— BRIEF —
From the passage on American war atrocities, transcribe everything from "This outrageous act" down to "and gruesome deaths.", keeping each word and punctuation mark unchanged.

— SUPPLIED TEXT —
==========

This outrageous act is a war crime under the Geneva Conventions, which require that the bodies of those killed in war be treated honorably. But it was not an aberration committed by a few rogue soldiers, a few "bad apples." Instead, it represents and exposes a military culture in which soldiers are taught and trained to become cold-blooded torturers and killers in service of the aims and needs of U.S. imperialism through wars of conquest in which enemies are to be treated as demons and sub-humans—as "gooks" and "ragheads" and "sand niggers"—who require and deserve the atrocities brought down on them. And this is true not only of enemy combatants but of whole civilian populations, including children and especially women who, as "trophies of war," are the victims of rape, mutilation, and gruesome deaths.

Following are just a few examples of the American Way of War. We encourage readers to look further into these, and the many others as well.

Genocide of Native Americans: This country was founded on the twin pillars of brutal chattel slavery and genocidal attacks against the native peoples. In 1864, in the midst of the Civil War, the 3rd Colorado Cavalry attacked a Cheyenne and Arapahoe village at Sand Creek. An interpreter living in the village said the victims "were scalped, their brains knocked out; the men used their knives, ripped open women, clubbed little children, knocked them in the head with their rifle butts ... mutilated their bodies in every sense of the word."1 Returning to the fort, soldiers wore on their hats or across their saddlebows the breasts they had sliced off and vaginas they had cut out.2 Such unspeakable crimes against the native peoples were by no means limited to the Sand Creek Massacre. For example, on this page is a photo of the massacre at Wounded Knee, South Dakota in 1890, where the U.S. 7th Cavalry killed hundreds of Lakotas.

==========

— DATASET EXTRACT —
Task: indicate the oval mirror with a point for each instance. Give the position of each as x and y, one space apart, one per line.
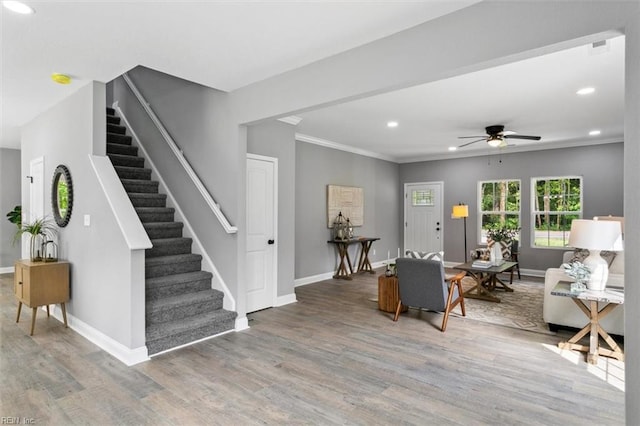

==========

— ANSWER FOR THE TASK —
This outrageous act is a war crime under the Geneva Conventions, which require that the bodies of those killed in war be treated honorably. But it was not an aberration committed by a few rogue soldiers, a few "bad apples." Instead, it represents and exposes a military culture in which soldiers are taught and trained to become cold-blooded torturers and killers in service of the aims and needs of U.S. imperialism through wars of conquest in which enemies are to be treated as demons and sub-humans—as "gooks" and "ragheads" and "sand niggers"—who require and deserve the atrocities brought down on them. And this is true not only of enemy combatants but of whole civilian populations, including children and especially women who, as "trophies of war," are the victims of rape, mutilation, and gruesome deaths.